START SOURCE TEXT
SUMMER in this country often heralds one of our less welcome traditions as temperatures start to rise - getting ourselves bitten and stung.

In Africa, when some villagers aren't busy dodging lions and crocodiles, they still have poisonous spiders, snakes, and scorpions to contend with. Then there's that killer of millions worldwide, the malaria-carrying mosquito.

In Britain, we generally face much gentler hazards in the great outdoors. Even the adder rarely inflicts a fatal bite, while wasps, bees, ants and ticks are hardly in the same category as those African menaces.

Even so, these last four are still capable of putting the kibosh on what had previously been an enjoyable ramble or picnic.

Wasps are probably the most aggressive of this group, with the largest European strain - the hornet (vespa crabro) - inflicting a particularly painful sting.

However, Common or 'German' wasps are the two species most often encountered and are virtually identical.

Quite handsome in their black and yellow stripes, these characters are nevertheless 17-18 millimetres of pure spite when upset - and I should know.

I've had two painful encounters with them but the first occasion, when I was a kid, was far worse.

Walking in woods with my older brother and his friend I'd begun to lag behind in a daydream.

I hadn't a clue that they'd discovered a wasps' nest up ahead and decided to play a rather mean prank on me.

As the entrance hole to the nest was situated beside the footpath, they simply jumped up and down on it before fleeing.

Seconds later, bemused by their actions, I stepped into a cloud of very angry wasps aiming to wreak revenge.

Not being Dr Doolittle, I could not explain that I was innocent of squashing their nice home.

What came next is largely a blur of pain and terror as I set off running, covered by wasps...wasps in my ears, eyes, hair, down my chest and all over my hands.

I was stung about 30 times which, considering the number that attacked me, was probably a lucky escape.

Feeling guilty at the success of their dastardly trick, the two perpetrators rushed me to the friend's house where his mum ripped off my shirt and daubed me all over with something called 'dolly blue' - an antiseptic substance now long gone.

Dolly blue or not, for the next few years I would scarper if a wasp so much as buzzed anywhere near me.

My second close encounter came as an adult when I made the mistake of investigating an active wasps' nest in the attic.
END SOURCE TEXT
* **REQUIREMENT 1**
In the article on summer bites and stings, about how many times was the narrator stung in the childhood encounter with wasps?
* **REQUIREMENT 2**
List every creature the article on summer bites and stings names as a hazard people face in Africa.
* **REQUIREMENT 3**
Pick up the article on summer bites and stings after its last sentence, about the attic wasps' nest, and write the next part.
START SUPPLIED DATA
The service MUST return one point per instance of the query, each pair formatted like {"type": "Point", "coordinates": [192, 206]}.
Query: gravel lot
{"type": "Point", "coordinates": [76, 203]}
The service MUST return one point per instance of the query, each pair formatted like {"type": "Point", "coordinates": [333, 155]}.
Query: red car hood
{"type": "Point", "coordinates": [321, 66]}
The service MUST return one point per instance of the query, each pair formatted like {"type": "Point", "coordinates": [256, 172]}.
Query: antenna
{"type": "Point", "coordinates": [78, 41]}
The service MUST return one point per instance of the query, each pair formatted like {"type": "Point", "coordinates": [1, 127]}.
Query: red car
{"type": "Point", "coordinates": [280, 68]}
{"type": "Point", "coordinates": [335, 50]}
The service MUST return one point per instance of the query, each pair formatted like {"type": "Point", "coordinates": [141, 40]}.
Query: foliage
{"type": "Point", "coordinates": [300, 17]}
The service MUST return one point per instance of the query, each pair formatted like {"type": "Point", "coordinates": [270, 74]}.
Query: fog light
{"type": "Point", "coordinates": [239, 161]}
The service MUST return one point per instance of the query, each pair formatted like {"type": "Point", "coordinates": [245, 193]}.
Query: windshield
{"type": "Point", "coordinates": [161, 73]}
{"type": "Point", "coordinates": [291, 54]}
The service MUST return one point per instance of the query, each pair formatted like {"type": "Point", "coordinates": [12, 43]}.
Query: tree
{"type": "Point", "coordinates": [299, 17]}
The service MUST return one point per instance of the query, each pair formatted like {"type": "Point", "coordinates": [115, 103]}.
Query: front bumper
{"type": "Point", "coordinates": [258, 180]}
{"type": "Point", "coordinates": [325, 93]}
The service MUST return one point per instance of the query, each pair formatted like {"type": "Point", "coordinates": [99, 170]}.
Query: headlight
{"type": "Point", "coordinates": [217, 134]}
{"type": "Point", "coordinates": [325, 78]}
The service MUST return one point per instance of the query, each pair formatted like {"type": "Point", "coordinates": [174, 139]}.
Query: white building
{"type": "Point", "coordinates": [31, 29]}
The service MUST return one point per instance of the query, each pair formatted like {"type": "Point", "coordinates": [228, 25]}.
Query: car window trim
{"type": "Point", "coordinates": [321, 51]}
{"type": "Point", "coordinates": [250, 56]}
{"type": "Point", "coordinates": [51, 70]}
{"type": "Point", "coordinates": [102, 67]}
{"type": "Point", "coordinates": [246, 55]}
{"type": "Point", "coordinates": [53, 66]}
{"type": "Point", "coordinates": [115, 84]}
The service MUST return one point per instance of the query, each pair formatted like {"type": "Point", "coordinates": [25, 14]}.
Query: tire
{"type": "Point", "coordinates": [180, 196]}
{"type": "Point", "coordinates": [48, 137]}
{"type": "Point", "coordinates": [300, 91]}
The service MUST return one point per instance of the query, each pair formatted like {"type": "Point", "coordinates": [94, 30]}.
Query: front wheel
END SUPPLIED DATA
START SUPPLIED DATA
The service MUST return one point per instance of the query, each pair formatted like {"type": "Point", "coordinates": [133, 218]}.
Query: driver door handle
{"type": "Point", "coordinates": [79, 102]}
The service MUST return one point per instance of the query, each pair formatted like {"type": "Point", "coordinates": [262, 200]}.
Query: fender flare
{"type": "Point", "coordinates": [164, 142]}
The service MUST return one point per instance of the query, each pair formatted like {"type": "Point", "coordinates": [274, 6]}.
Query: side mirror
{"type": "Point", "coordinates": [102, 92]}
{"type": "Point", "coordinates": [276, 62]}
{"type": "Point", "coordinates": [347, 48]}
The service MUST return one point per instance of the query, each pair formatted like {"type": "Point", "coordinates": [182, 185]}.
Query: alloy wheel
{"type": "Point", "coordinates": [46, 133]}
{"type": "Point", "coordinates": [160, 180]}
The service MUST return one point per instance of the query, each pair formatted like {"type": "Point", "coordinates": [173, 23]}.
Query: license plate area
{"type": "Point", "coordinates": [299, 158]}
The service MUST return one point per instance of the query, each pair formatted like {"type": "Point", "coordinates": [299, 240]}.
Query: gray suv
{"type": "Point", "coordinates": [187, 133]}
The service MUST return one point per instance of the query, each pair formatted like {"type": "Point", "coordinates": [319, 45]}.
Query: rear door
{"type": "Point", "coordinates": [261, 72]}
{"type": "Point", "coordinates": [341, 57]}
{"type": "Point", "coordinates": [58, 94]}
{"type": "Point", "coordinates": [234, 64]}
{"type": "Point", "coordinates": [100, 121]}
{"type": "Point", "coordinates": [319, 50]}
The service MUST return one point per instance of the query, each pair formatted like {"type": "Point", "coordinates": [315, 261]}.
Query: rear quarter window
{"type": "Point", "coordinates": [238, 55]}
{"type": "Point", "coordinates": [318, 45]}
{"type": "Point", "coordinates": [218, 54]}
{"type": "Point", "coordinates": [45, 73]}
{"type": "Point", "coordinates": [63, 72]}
END SUPPLIED DATA
* **TASK OUTPUT 1**
About 30 times.

* **TASK OUTPUT 2**
Lions, crocodiles, poisonous spiders, snakes, scorpions, and the malaria-carrying mosquito.

* **TASK OUTPUT 3**
Not quite sure where it was, I finally lifted up an old piece of carpet and the wasps rose en masse to greet me.

Although I was only stung once, my pride was sorely injured, especially as my then partner never stopped giggling for three days.

Apparently, the sight of me fending off wasps while dextrously trying not to crash through the ceiling was the funniest thing she had ever seen.

Oh, how I laughed.

Fortunately for me, neither incident brought on what seems to be an increasingly common condition these days - anaphylactic shock.

This is where an allergic reaction occurs to a bite or sting and victims go into a state of shock, sometimes so severe that an injection of adrenaline is needed to save their lives.

Ticks, meanwhile, are said to be a growing menace in the countryside but it's a pest I've not fallen victim to so far.

Although tiny when they attach themselves, these blood-sucking spider-like creatures can swell to the size of a baked bean.

They can also carry disease so must be taken seriously.

Found in woods and grassland they are none too choosy about their hosts and attach themselves to any passing animal - including us.

Medical experts advise using tweezers to remove them, rocking the body back and forth to ease the head free.

If this snaps off, the area is more likely to become infected.

Finally, bees and ants have never given me any great problems, though I've been stung and bitten by both.

But then I've never upset a whole bees' nest or encountered the wood ant at close quarters.

This ant carries an extra surprise in its armoury.

If you crouch down to prod it, you're liable to get a squirt of formic acid in your eye from its abdomen. Charming.